→ **DIRECTIONS FOR THIS TASK**: The whole listing below should be duplicated exactly, with nothing left out.

───── MATERIAL SHOWN ─────

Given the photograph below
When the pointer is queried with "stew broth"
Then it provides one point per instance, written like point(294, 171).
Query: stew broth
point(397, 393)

─────

→ **TASK SOLUTION**:
Given the photograph below
When the pointer is queried with "stew broth"
Then it provides one point per instance, written like point(294, 171).
Query: stew broth
point(397, 393)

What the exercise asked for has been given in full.